**Text section**:
= Beginning of Section =

Village in County Meath, Ireland

Clonee is a village and a townland in County Meath, Ireland. It borders County Dublin to the east at the townlands of Huntstown and Littlepace, and is sometimes used in addresses for housing in those townlands. The River Tolka passes the village.

==Geography==
Clonee is situated on fairly level land, with the River Tolka passing, joined by the Clonee Stream at one end of the village.

==Location and access==
The townland is part of the civil parish of Dunboyne which is just a couple of km away down the R156 road. It is situated just off the main N3 Dublin to Cavan road and is 4 miles north-west of the M50 motorway.

===Bus===
Clonee village is about 14 km from Dublin and is accessible by Dublin Bus routes 70 (Baggot St- Dunboyne), 70D (to and from Dublin City University), and 270 (Blanchardstown Shopping Centre-Dunboyne). It is close to the suburb of Ongar which is served by route 39/A (Belfield/Baggot Street).

Bus Éireann routes 109 (to/from Dunshaughlin, Navan, Kells, Virginia and Cavan) and 105 (to/from Ratoath via Fairyhouse Racecourse) also serve Clonee. The stops for this route are outside and opposite Lidl.

===Rail===
Clonee is served by Hansfield railway station, approximately 3km away. Trains can be taken to Clonsilla, Coolmine, Castleknock, Ashtown and Dublin Docklands via Dublin city direction and Dunboyne and M3 parkway in opposite direction.

= End of Section =

**Problem requirements**:
From the text on Clonee, list every bus route number it mentions.

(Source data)
= Beginning of Section =

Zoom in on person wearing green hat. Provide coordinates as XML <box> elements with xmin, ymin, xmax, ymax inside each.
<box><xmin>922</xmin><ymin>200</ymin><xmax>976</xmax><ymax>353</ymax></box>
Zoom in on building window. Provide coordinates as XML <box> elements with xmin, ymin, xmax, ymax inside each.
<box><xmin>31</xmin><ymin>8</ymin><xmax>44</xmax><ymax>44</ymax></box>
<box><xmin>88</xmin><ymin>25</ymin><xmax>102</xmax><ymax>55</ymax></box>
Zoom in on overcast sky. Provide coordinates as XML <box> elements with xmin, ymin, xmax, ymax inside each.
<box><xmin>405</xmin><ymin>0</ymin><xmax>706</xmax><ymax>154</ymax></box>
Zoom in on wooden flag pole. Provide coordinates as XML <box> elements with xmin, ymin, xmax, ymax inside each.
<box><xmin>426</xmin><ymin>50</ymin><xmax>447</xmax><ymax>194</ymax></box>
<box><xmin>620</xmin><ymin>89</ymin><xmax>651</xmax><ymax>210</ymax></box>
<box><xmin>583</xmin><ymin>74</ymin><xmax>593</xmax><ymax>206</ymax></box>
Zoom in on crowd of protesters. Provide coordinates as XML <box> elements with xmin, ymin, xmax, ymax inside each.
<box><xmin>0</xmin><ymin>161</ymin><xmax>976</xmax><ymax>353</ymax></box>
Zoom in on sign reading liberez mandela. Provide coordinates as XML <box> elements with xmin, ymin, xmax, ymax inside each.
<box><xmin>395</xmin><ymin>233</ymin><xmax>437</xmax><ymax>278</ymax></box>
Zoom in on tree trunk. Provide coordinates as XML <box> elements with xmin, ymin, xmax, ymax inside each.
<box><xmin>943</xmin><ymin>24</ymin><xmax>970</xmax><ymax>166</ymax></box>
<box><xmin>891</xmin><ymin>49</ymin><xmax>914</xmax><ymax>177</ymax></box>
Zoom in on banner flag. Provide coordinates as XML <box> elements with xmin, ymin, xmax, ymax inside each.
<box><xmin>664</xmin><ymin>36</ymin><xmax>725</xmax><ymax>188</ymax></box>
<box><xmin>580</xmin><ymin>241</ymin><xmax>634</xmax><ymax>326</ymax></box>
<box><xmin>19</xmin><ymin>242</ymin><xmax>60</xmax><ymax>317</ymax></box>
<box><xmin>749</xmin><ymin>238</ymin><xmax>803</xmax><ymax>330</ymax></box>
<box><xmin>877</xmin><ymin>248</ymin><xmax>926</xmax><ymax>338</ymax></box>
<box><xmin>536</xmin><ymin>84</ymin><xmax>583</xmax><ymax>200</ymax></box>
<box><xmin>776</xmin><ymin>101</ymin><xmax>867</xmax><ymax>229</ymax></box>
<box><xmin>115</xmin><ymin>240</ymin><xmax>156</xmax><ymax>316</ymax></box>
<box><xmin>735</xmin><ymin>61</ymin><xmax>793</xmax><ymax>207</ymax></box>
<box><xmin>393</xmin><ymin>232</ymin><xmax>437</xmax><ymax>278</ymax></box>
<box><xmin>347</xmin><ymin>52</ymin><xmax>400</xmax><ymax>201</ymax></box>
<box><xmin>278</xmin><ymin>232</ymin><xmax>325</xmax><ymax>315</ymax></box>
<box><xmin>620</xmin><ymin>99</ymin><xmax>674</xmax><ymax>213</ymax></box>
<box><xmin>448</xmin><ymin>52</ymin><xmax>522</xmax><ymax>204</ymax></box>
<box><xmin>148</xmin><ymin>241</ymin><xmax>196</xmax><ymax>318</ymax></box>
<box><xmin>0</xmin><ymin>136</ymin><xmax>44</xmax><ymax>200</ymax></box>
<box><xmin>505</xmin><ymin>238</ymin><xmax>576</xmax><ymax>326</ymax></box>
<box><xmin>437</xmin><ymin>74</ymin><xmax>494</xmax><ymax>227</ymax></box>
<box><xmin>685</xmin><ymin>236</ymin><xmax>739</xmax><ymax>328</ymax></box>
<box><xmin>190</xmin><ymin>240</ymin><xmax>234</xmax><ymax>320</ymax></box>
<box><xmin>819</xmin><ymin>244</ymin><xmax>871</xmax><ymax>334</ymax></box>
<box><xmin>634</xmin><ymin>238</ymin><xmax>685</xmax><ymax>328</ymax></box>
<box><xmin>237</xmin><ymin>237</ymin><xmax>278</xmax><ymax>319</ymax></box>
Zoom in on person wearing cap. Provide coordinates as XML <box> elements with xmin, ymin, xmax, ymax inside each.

= End of Section =

**Answer section**:
70, 70D, 270, 39/A, 109, 105